## DATA ENTRIES
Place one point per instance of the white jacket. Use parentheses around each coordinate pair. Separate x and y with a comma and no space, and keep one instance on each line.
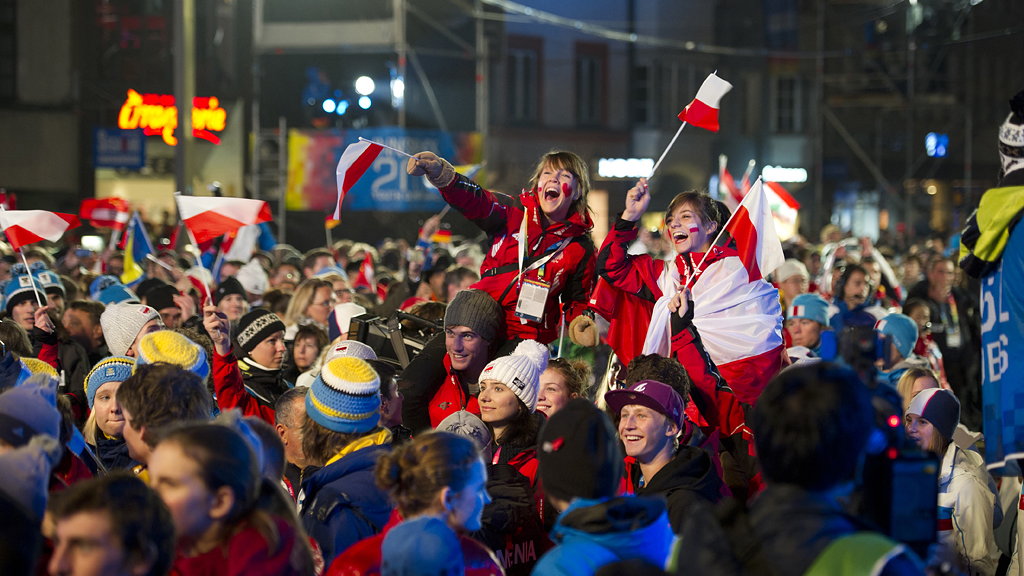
(967,510)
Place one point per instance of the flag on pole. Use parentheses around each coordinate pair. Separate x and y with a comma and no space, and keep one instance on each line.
(137,249)
(354,162)
(105,212)
(754,230)
(702,112)
(210,216)
(727,191)
(783,209)
(28,227)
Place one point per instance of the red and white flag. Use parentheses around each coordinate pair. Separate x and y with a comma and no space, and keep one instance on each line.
(753,228)
(105,212)
(702,112)
(210,216)
(354,162)
(28,227)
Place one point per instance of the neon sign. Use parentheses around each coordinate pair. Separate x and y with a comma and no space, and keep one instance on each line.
(157,115)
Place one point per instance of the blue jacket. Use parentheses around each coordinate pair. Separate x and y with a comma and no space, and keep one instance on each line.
(593,533)
(340,503)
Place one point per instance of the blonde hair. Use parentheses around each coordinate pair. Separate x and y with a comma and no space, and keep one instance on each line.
(303,298)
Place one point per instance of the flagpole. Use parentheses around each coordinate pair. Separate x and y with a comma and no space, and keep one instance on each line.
(406,154)
(667,149)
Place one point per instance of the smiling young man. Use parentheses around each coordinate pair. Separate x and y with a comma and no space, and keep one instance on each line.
(650,417)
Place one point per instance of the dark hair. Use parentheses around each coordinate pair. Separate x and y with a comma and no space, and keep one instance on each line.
(321,444)
(414,472)
(160,395)
(660,369)
(139,521)
(701,203)
(576,373)
(811,424)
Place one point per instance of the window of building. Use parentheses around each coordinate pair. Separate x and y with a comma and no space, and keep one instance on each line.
(523,79)
(591,83)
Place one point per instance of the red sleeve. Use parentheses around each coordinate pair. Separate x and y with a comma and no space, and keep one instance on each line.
(230,391)
(622,270)
(714,399)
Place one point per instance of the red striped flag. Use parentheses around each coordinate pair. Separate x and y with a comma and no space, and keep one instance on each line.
(754,230)
(354,162)
(702,112)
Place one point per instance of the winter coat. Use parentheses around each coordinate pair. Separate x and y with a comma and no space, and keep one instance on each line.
(967,510)
(245,554)
(364,559)
(340,503)
(569,273)
(688,478)
(591,534)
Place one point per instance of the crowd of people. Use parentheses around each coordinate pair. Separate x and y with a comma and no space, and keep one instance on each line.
(536,404)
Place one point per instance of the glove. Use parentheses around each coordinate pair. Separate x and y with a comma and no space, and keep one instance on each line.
(437,170)
(583,331)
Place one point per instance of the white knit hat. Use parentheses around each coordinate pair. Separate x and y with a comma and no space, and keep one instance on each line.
(520,371)
(122,323)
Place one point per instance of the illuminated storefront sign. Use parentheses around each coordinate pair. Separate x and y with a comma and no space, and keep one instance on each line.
(156,114)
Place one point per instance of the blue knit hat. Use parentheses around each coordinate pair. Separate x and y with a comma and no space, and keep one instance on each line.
(16,290)
(112,369)
(902,329)
(811,306)
(169,346)
(345,397)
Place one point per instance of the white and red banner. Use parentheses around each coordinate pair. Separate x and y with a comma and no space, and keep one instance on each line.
(28,227)
(210,216)
(105,212)
(753,228)
(702,112)
(354,162)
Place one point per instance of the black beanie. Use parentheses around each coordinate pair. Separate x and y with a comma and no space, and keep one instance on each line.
(229,285)
(579,454)
(476,311)
(257,326)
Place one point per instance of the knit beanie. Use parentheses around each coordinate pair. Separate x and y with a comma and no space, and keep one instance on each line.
(122,323)
(1012,136)
(16,290)
(253,278)
(161,297)
(229,286)
(352,348)
(29,410)
(345,397)
(520,371)
(169,346)
(476,311)
(117,294)
(902,329)
(111,369)
(939,407)
(579,454)
(26,471)
(256,326)
(422,546)
(811,306)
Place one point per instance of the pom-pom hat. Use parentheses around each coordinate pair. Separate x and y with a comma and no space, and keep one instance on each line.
(345,397)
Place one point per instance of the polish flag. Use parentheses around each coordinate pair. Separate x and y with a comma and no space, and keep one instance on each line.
(354,162)
(754,230)
(727,191)
(702,112)
(210,216)
(28,227)
(105,212)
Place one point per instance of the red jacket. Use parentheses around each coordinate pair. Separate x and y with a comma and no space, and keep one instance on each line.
(230,389)
(364,558)
(570,273)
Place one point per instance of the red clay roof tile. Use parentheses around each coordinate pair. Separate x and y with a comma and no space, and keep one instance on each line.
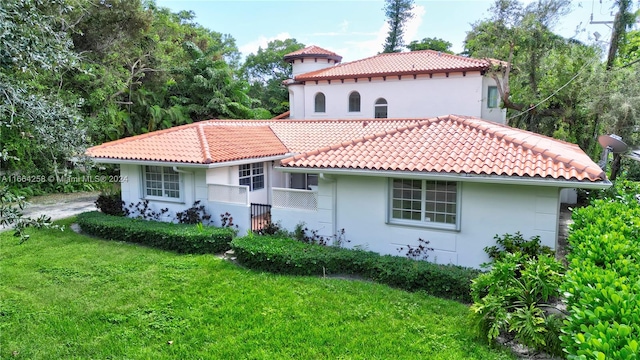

## WRITTEN INSTRUCTION
Copy every one of the lines above word for word, omitting the pictures.

## FINAL RESULT
Place one point per instance of the white jacket. Use parentheses around each coordinate pair. Separate x and y with a comma and no space, and keep one instance on each line.
(967,510)
Place one point per instance of the flag on pole. Use parentheses around each coordinate pair. Separate x and y with a comma and no space, and keep one instance on each line.
(137,249)
(354,162)
(105,212)
(754,230)
(702,112)
(210,216)
(727,191)
(783,209)
(28,227)
Place one point per instance of the red and white flag. Use parentheses around each coordinate pair. Separate x and y with a comma and no space, and keep one instance on each line.
(753,228)
(105,212)
(702,112)
(210,216)
(354,162)
(28,227)
Place one point per instance of the neon sign. Use parentheses around each coordinate pair. Separate x and y with a comma and no space, and keep one instance on each line.
(157,115)
Place one point per instance of the blue jacket. Use parentheses around each coordinate pair. Separate x and y with a comma and no space, and keep one instance on each line.
(593,533)
(340,503)
Place one point per instance of the blonde hair. Use parentheses around each coordinate pair. Separate x and y with a comma and no space, and keep one instance on each line.
(303,298)
Place one point per instance of the flagpole. Use parentheses around each coordinate pair. Separate x and y with a comma and no space, and keep one instance on each line.
(406,154)
(667,149)
Place one point per instance of the smiling young man. Use parentheses around each coordinate pair. Separate x and y with a comma and no space, and keep one instance on each line.
(650,417)
Place one point per instance of the dark hair. Use parentheses around each coordinate pair. Separate x and y with a comma and no space, and keep one instance on each line.
(321,444)
(414,472)
(160,395)
(660,369)
(139,521)
(701,203)
(576,373)
(811,424)
Place one point per instance of the window of building. Use parentheses around each coordinate pair. Separate x and y with a comma and no space, and keep one instance on each line.
(523,79)
(591,83)
Place one point per instance of the red sleeve. Use parentheses around each coordinate pair. Separate x and y with a comma and no space, and keep one instance on each line.
(230,391)
(622,270)
(714,399)
Place one point per instance of the red striped flag. Use parentheses around each coordinate pair. Separate x and y with a comma and no space, and keep one instance on each line.
(754,230)
(354,162)
(702,112)
Place one point per instance of the winter coat. Use parentheses around each coordinate pair. Separate x and y with a comma and no space, and keep one instance on each line.
(967,510)
(245,554)
(364,559)
(340,503)
(569,273)
(688,478)
(591,534)
Place one point per instance of the crowd of people. Use parentheses around each coordinate pair. Separate x and y with a comma and no space, and keep one instance on each line.
(536,404)
Place one point per instance of the glove. Use parentheses around each coordinate pair. Separate x and y with a comma and no space, and keep one instance on each line.
(437,170)
(583,331)
Place one point per instance of the white knit hat. Use parentheses around each coordinate pair. Separate x and y with a comma and no space, and keep one instance on each line.
(520,371)
(122,323)
Place one point per instance of the illuminated storefront sign. Use parentheses around each coordinate pair. Separate x and y with a comma and no space, and keep one instance on each line.
(156,114)
Place one point per instance of the blue knit hat. Use parentheses around each coordinate pair. Separate x and y with a comma and no space, and keep one instance on each line.
(16,290)
(112,369)
(902,329)
(811,306)
(169,346)
(345,397)
Place one point per instance of the white and red banner. Use parentheses around each coordinate pair. Separate x and y with a comma and no space, and keep one instance on each line.
(28,227)
(210,216)
(105,212)
(753,228)
(702,112)
(354,162)
Place one point per instance of the black beanie. Use parentheses around each coordinate pair. Separate x and y with a comma and no space, and keep one instance on each line.
(229,285)
(579,454)
(476,311)
(257,326)
Place one point per instance of the knit beanie. Use parentheses around each coordinate pair. Separate x and y with a comma and no space, and keep one instance on each line.
(122,323)
(1012,136)
(16,290)
(253,278)
(161,297)
(229,286)
(352,348)
(29,410)
(345,397)
(520,371)
(169,346)
(476,311)
(117,294)
(902,329)
(111,369)
(939,407)
(579,454)
(26,471)
(256,326)
(422,546)
(811,306)
Place one point per instance of the pom-pom hat. Use parentheses around each coordinate pair. Separate x and y with a comma and no space, and keep one instance on each line.
(345,397)
Place one point per instance of the polish flag. Use parentheses around each coordinate pair. Separate x and y with a comma and no space, and keep one instance on each line.
(354,162)
(754,230)
(727,191)
(702,112)
(210,216)
(28,227)
(105,212)
Place one point per instance of the red jacket. Use parentheses around each coordinate pair. Separate x and y with a comma and no space, and keep one instance on each line.
(230,389)
(364,558)
(570,273)
Place one point per instance of the red clay roof tile. Use parentheses around each coordinate pair. Separate x and y with a comma and no space, and keep one instance on each line.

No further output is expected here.